§ What to work on: Reproduce the material below word for word, starting at the line that contains "- **Query:** brown parchment paper" and continuing through its final line.

-------

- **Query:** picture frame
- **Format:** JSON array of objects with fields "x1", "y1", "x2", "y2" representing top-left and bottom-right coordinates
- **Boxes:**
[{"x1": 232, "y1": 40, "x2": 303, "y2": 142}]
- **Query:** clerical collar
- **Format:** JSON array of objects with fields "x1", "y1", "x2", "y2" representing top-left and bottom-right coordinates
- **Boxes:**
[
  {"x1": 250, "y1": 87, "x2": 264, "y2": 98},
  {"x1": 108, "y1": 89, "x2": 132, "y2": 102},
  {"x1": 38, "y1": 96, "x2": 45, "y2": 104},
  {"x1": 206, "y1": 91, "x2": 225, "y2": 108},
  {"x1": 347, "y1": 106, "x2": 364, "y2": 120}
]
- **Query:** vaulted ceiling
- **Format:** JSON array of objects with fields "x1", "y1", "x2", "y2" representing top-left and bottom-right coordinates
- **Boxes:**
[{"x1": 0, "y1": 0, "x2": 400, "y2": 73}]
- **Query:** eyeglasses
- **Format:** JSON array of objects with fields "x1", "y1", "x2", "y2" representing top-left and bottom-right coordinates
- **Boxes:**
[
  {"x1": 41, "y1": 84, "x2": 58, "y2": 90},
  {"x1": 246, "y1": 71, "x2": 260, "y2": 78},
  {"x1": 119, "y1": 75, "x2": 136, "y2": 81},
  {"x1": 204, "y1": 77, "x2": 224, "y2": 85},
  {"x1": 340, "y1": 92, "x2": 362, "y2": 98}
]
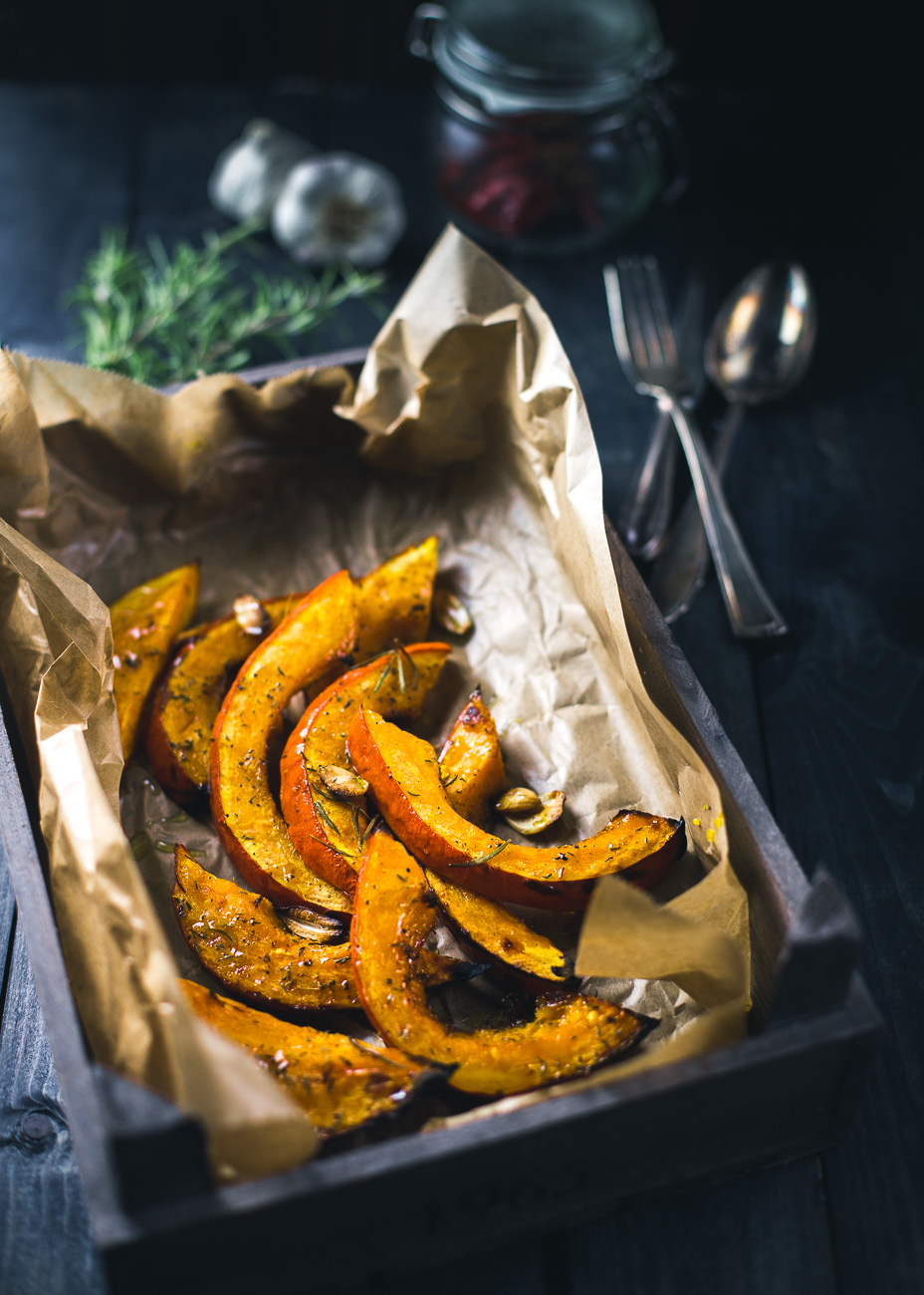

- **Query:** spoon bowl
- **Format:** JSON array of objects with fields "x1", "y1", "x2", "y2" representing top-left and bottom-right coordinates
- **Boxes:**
[
  {"x1": 704, "y1": 262, "x2": 817, "y2": 405},
  {"x1": 649, "y1": 262, "x2": 817, "y2": 622}
]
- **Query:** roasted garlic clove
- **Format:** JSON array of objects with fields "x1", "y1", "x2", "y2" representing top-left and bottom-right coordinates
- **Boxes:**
[
  {"x1": 433, "y1": 590, "x2": 472, "y2": 635},
  {"x1": 496, "y1": 787, "x2": 543, "y2": 813},
  {"x1": 234, "y1": 593, "x2": 269, "y2": 635},
  {"x1": 317, "y1": 764, "x2": 368, "y2": 799},
  {"x1": 276, "y1": 907, "x2": 349, "y2": 944},
  {"x1": 498, "y1": 787, "x2": 565, "y2": 837}
]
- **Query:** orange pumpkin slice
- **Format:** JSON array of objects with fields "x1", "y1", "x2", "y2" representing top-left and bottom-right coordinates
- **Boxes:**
[
  {"x1": 440, "y1": 687, "x2": 507, "y2": 825},
  {"x1": 172, "y1": 846, "x2": 359, "y2": 1011},
  {"x1": 145, "y1": 536, "x2": 437, "y2": 804},
  {"x1": 109, "y1": 562, "x2": 199, "y2": 760},
  {"x1": 145, "y1": 593, "x2": 303, "y2": 804},
  {"x1": 346, "y1": 707, "x2": 685, "y2": 910},
  {"x1": 280, "y1": 644, "x2": 450, "y2": 895},
  {"x1": 424, "y1": 868, "x2": 575, "y2": 983},
  {"x1": 172, "y1": 846, "x2": 476, "y2": 1011},
  {"x1": 352, "y1": 832, "x2": 646, "y2": 1097},
  {"x1": 208, "y1": 571, "x2": 355, "y2": 913},
  {"x1": 355, "y1": 535, "x2": 439, "y2": 657},
  {"x1": 180, "y1": 980, "x2": 433, "y2": 1137}
]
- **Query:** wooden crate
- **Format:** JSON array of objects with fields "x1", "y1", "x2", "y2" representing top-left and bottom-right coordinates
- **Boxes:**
[{"x1": 0, "y1": 354, "x2": 879, "y2": 1295}]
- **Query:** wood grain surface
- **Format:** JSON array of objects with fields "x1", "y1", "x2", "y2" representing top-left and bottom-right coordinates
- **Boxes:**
[{"x1": 0, "y1": 85, "x2": 924, "y2": 1295}]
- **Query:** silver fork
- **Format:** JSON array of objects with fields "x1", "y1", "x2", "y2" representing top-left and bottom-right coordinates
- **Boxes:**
[
  {"x1": 616, "y1": 279, "x2": 705, "y2": 562},
  {"x1": 603, "y1": 256, "x2": 789, "y2": 639}
]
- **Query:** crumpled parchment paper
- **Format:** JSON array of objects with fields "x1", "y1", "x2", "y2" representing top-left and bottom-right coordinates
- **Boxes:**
[{"x1": 0, "y1": 227, "x2": 750, "y2": 1177}]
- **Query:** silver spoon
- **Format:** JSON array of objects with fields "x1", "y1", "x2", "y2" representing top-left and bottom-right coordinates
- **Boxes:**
[{"x1": 649, "y1": 262, "x2": 817, "y2": 622}]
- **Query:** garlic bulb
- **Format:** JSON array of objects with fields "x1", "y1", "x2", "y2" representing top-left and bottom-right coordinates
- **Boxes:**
[
  {"x1": 208, "y1": 118, "x2": 315, "y2": 224},
  {"x1": 272, "y1": 152, "x2": 407, "y2": 266}
]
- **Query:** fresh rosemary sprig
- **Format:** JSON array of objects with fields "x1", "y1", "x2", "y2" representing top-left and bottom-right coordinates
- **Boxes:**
[{"x1": 68, "y1": 225, "x2": 383, "y2": 386}]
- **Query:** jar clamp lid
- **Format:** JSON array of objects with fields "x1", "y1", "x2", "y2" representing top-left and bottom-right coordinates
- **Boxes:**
[{"x1": 407, "y1": 0, "x2": 672, "y2": 116}]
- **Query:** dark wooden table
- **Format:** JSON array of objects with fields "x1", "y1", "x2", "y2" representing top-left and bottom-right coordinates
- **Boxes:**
[{"x1": 0, "y1": 85, "x2": 924, "y2": 1295}]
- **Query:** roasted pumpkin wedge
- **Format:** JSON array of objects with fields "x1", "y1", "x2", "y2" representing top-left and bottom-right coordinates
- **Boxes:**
[
  {"x1": 424, "y1": 868, "x2": 575, "y2": 983},
  {"x1": 280, "y1": 644, "x2": 450, "y2": 895},
  {"x1": 173, "y1": 846, "x2": 359, "y2": 1011},
  {"x1": 145, "y1": 536, "x2": 437, "y2": 804},
  {"x1": 145, "y1": 593, "x2": 303, "y2": 804},
  {"x1": 355, "y1": 535, "x2": 439, "y2": 657},
  {"x1": 172, "y1": 846, "x2": 476, "y2": 1011},
  {"x1": 440, "y1": 687, "x2": 507, "y2": 826},
  {"x1": 180, "y1": 980, "x2": 433, "y2": 1137},
  {"x1": 109, "y1": 562, "x2": 199, "y2": 760},
  {"x1": 352, "y1": 832, "x2": 646, "y2": 1097},
  {"x1": 208, "y1": 571, "x2": 355, "y2": 913},
  {"x1": 346, "y1": 707, "x2": 685, "y2": 910}
]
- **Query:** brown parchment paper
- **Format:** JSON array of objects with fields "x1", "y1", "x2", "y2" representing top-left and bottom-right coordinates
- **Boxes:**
[{"x1": 0, "y1": 227, "x2": 748, "y2": 1175}]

-------

§ Right answer:
- **Query:** brown parchment paper
- **Format:** JSON array of objects with fields "x1", "y1", "x2", "y2" representing top-left and bottom-right coordinates
- **Boxes:**
[{"x1": 0, "y1": 227, "x2": 748, "y2": 1175}]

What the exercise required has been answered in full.